▸ PROBLEM DESCRIPTION:
Each line of the data below should be repeated exactly.

▸ DATASET:
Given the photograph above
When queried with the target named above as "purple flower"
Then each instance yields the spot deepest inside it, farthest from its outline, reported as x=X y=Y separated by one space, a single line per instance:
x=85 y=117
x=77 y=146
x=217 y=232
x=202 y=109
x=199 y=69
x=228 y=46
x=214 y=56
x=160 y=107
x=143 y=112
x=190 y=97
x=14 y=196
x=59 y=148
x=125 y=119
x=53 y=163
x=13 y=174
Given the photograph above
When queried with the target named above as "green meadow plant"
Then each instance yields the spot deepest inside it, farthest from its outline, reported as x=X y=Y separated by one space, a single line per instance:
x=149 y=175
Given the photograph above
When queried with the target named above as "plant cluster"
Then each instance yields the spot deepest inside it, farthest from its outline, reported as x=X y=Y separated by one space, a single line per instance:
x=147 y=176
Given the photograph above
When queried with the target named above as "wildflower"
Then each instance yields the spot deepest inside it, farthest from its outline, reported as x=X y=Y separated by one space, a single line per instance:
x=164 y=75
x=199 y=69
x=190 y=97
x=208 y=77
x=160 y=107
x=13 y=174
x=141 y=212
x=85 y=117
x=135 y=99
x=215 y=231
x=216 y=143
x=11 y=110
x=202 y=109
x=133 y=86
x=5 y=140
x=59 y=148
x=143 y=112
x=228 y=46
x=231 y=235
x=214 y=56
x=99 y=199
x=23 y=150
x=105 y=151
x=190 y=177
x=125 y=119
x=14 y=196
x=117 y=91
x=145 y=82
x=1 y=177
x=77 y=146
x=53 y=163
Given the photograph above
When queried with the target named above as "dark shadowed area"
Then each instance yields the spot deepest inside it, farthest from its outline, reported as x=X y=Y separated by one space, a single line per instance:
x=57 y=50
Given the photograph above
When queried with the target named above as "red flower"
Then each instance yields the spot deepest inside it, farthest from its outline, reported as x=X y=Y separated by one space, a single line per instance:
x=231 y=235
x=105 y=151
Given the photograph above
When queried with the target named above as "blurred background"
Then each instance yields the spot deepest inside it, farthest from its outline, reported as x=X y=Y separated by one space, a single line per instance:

▸ COMPLETED EXERCISE:
Given the photograph above
When queried with the target named above as "purple flower"
Then each instance yields the spot deepest inside it, farthest from its outline, reported as x=X y=Y separated by one space, a single line per instance:
x=85 y=117
x=77 y=146
x=217 y=232
x=202 y=109
x=199 y=69
x=228 y=46
x=214 y=56
x=160 y=107
x=143 y=112
x=190 y=97
x=14 y=196
x=59 y=148
x=125 y=119
x=53 y=163
x=13 y=174
Given the photograph above
When queried with the target named above as "green meadow plant"
Then each instance yields the spot deepest inside it, farthest from its outline, reported as x=X y=Y separated by one space, a single line per instance:
x=149 y=175
Given the photograph above
When queried with the target named above as "plant cluster"
Then each instance yields the spot deepest inside it, farthest from its outline, reported as x=X y=Y separated by one space, a single line per instance:
x=147 y=176
Given the photograph above
When queried with the target named above as "wildflower"
Then each instance yields the spot deepest inside it, farthest from its outline, reported as x=X y=Y separated by one space, a single line per instance:
x=164 y=75
x=199 y=69
x=190 y=97
x=208 y=77
x=160 y=107
x=13 y=174
x=141 y=212
x=85 y=117
x=135 y=99
x=215 y=231
x=216 y=143
x=11 y=110
x=202 y=109
x=133 y=86
x=5 y=140
x=59 y=148
x=143 y=112
x=228 y=46
x=231 y=235
x=214 y=56
x=99 y=199
x=23 y=150
x=105 y=151
x=190 y=177
x=125 y=119
x=14 y=196
x=117 y=91
x=145 y=82
x=1 y=177
x=77 y=146
x=53 y=163
Given the photograph above
When queried with the target named above as "dark shadowed area"
Then each instance yields the spot deepest inside it, farthest from its outline, reported as x=X y=Y separated by one space, a single line per instance:
x=57 y=50
Given the photograph above
When queried with the target named above as "red flower"
Then each instance yields the spot deepest inside it, farthest from its outline, reported as x=X y=Y separated by one space, a single line per instance:
x=231 y=235
x=105 y=151
Given the photograph above
When queried with the target named above as "blurred background"
Then each instance yields the spot deepest inside it, farthest from its outline, reported as x=X y=Y separated by one space, a single line per instance:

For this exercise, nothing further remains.